2月の後半は、重度の中耳炎やらいまだに完治しない風邪やらでなかなか大変だった。何か生き霊でもついてるんじゃないかと思うくらいガタガタと体調が崩れた。溜まった負を清算しているみたいだ。大学生のころは、一人暮らしの体調不良は本当に心細いししんどいしでピーピー泣いていたのだが、ここ数年色々あって大成長したのでたいして動揺もしなくなった。

さてそんなことになる少し前、遡って2月の半ば、私はちいさな子供と遊ぶ機会があった。子供は賢くて面白い。毎日たくさんのことを学んで成長しているのだなと思うと、起きている間に触れるもの全て彼らにとって有意義なものであって欲しいと願ってしまう。子供と実際に遊べば遊ぶほど、この子達にとって人と直接目を見てコミュニケーションを取ることや、実際にものに触れて全身を動かして遊ぶことの重要さを思い知る。そして同時に、アニメやネットばかりの環境で育った子供たちはどうなるんだろうと心配になる。これは子供たちの責任ではなく、私たち大人の責任だ。

========================================

課題: 体調不良と子供との遊びをつづった抜粋について、最後の一文の後から続きを書き進めること。 ここからの資料は、抜粋とは別の出典から取ったものである。

========================================

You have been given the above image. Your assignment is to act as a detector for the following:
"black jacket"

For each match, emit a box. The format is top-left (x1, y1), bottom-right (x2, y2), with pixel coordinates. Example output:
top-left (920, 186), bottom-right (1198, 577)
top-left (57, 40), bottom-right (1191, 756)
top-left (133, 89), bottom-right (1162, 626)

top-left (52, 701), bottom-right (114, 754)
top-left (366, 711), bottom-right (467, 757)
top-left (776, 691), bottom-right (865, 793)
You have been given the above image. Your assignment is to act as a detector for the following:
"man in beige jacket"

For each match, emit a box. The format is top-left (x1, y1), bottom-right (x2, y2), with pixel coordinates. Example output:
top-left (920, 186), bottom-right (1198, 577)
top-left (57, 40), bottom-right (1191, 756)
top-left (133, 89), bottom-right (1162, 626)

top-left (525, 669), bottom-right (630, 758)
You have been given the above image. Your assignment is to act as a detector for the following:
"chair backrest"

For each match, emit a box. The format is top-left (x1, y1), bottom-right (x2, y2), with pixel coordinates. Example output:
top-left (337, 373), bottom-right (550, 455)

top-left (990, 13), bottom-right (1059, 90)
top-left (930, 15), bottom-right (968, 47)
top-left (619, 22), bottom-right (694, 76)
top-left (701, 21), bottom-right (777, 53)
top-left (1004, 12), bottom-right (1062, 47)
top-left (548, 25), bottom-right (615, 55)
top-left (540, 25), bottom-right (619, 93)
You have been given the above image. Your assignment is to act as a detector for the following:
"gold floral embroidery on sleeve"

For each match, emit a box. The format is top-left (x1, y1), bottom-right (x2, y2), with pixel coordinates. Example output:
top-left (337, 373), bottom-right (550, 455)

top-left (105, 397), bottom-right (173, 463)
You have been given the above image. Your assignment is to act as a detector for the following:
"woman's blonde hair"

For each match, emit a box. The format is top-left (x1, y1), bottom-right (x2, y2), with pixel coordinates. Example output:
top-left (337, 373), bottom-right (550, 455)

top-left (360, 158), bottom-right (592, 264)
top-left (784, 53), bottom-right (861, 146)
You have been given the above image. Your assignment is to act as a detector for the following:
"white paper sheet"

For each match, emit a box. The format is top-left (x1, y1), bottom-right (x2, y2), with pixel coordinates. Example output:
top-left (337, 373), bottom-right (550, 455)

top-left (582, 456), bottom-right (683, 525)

========================================

課題への回答:
この子はまだ、おもちゃのスイッチを上から下にしかスライドできないんだなとか、それは嫌だと伝えたらきちんと伝わって少し気まずそうにするんだなとか、擬音でこんなに子供は笑うんだなとか、言葉をまだ話せなくても何がしたいか伝えられるんだなとか、そういう小さい気づきがとても面白かった。何が楽しいのか、繰り返し同じことで笑う彼らに、思わずこっちも笑ってしまう。馬鹿みたいに可愛い、偉大すぎる。返ってくる反応が楽しくて、どうやったら笑うだろうかと色々試してしまう。これってなんだか大人と「会話」しているよりよっぽど「コミュニケーションをとる」と言う言葉に近い気がする。

子供の前だと、私は普段こんなことしています、こんなすごいことを成し遂げました、とか自分を飾る言葉は全く役に立たない。むき身でその場に放り出されて試されている感じがちょっと楽しかった。「今」目の前のこの子を楽しませられるか、「今」目の前のこの子を笑わせられるか、ただそれだけ。大人の世界で繰り返される「説明」はここでは不要だ。子供はずっと目の前の人をよく見ている。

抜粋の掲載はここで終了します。